(Data records)
□ □ □ □ □

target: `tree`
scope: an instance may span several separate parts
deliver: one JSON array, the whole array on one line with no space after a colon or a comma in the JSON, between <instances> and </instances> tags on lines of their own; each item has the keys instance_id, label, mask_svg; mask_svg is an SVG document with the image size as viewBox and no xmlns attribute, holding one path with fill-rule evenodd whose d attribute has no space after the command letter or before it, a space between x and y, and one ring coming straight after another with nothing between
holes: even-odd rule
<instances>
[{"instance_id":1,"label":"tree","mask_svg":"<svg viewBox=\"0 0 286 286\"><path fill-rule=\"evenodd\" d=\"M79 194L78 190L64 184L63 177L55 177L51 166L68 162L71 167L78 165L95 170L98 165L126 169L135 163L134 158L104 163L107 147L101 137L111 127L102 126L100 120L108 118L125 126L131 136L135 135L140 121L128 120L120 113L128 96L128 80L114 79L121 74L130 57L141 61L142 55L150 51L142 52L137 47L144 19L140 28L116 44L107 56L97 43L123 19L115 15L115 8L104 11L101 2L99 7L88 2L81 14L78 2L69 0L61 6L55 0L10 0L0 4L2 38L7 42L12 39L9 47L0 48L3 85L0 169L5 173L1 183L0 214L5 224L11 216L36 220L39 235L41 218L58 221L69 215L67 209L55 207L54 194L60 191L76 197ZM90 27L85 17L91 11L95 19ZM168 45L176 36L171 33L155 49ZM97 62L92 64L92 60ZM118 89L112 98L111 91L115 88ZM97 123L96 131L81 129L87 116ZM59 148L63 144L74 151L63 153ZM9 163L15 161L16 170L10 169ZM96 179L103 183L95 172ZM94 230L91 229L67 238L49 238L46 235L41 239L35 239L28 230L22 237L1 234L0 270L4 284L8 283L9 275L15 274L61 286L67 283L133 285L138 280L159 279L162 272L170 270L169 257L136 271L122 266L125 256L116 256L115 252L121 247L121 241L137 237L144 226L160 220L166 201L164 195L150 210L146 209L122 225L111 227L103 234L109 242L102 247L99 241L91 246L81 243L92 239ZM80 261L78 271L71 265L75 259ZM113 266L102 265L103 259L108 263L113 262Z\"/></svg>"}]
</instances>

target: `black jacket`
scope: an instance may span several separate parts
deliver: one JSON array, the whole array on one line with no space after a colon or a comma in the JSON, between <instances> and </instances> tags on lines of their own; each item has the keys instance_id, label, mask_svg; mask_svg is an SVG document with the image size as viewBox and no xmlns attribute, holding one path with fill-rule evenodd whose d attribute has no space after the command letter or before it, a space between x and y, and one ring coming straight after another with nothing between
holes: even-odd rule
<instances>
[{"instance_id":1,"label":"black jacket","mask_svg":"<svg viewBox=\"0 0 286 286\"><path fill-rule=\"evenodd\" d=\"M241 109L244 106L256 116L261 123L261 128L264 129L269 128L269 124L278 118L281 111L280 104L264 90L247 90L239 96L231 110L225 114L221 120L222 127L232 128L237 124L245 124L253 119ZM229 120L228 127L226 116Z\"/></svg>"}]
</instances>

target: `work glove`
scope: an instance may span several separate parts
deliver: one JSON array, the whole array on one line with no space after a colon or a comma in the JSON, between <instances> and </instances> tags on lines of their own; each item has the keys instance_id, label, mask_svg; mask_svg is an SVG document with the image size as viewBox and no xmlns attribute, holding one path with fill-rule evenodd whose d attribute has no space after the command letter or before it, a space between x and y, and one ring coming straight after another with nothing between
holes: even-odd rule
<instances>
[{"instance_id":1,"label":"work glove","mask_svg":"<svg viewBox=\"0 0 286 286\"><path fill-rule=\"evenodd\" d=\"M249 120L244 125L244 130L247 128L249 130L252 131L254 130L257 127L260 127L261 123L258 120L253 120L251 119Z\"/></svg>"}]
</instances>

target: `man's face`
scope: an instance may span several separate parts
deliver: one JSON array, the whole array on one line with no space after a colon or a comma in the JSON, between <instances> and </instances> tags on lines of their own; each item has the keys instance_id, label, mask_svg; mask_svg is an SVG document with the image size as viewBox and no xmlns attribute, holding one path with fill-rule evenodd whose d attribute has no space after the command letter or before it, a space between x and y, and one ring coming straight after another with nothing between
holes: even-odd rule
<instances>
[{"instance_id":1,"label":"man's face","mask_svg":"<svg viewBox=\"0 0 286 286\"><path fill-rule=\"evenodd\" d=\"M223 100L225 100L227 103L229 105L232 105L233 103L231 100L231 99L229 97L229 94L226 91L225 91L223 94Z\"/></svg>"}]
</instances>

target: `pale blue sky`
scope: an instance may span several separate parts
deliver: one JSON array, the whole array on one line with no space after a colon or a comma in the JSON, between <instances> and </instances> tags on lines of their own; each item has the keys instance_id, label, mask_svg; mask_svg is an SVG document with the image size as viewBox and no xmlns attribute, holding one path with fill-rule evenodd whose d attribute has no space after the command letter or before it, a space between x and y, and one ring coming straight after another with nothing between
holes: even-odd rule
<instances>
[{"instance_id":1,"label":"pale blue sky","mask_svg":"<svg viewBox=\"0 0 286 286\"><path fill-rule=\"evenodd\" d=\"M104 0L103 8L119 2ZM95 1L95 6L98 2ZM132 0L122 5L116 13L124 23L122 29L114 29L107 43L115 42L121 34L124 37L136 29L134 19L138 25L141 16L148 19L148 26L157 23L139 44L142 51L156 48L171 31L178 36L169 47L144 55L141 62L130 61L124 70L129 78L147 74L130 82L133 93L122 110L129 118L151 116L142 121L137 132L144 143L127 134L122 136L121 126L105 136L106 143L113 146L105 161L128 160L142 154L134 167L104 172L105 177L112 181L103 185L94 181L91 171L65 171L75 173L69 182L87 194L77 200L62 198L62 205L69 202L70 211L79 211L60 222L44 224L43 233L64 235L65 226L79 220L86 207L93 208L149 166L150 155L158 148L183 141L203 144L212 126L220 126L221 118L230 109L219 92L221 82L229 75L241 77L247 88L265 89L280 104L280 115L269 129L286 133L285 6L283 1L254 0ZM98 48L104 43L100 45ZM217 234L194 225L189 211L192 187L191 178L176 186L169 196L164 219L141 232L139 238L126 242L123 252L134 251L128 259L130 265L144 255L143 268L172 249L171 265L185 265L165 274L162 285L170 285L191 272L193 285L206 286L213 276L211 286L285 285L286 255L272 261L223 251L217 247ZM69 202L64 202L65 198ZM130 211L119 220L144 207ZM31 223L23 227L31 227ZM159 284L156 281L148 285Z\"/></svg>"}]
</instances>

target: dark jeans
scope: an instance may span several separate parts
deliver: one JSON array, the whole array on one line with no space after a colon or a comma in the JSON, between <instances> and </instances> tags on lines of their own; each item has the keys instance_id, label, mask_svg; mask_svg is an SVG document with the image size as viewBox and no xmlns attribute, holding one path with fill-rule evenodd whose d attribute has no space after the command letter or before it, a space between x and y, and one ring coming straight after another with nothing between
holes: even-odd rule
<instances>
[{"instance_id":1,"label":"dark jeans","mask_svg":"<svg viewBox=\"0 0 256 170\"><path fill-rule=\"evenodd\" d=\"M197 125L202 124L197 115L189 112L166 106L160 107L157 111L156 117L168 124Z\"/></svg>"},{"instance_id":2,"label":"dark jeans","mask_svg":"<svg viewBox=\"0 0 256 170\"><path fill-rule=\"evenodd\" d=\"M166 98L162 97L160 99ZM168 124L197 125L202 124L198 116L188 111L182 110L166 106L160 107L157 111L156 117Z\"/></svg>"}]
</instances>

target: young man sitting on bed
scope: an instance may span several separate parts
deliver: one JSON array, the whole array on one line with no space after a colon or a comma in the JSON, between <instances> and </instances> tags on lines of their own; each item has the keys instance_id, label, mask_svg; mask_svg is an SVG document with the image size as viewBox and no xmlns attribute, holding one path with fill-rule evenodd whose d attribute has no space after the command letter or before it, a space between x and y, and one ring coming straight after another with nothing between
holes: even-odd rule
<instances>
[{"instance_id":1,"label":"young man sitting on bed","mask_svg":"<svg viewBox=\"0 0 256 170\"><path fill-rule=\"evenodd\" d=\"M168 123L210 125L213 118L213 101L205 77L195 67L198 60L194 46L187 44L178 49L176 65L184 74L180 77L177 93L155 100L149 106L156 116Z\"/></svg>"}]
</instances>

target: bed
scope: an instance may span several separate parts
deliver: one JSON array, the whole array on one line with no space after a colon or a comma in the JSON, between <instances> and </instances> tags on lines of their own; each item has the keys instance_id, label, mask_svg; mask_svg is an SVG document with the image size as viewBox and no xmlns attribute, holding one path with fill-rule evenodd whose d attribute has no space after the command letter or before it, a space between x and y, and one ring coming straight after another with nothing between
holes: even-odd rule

□ □ □ □ □

Can you rewrite the lines running from the one with "target: bed" up to and including the last line of the items as a JSON list of strings, one string per line and no blank lines?

[
  "target: bed",
  "scope: an instance may span several separate parts",
  "deliver: one JSON array, the whole array on one line with no space after a colon or a comma in the JSON, between <instances> and </instances> tags on lines of their own; each item has the keys instance_id, label, mask_svg; mask_svg is an SVG document with the image size as viewBox and no xmlns attribute, holding one path with fill-rule evenodd whose d attribute has no space after the command letter or before it, a space between x and y, and one ring coming straight after another with nothing between",
  "holes: even-odd rule"
]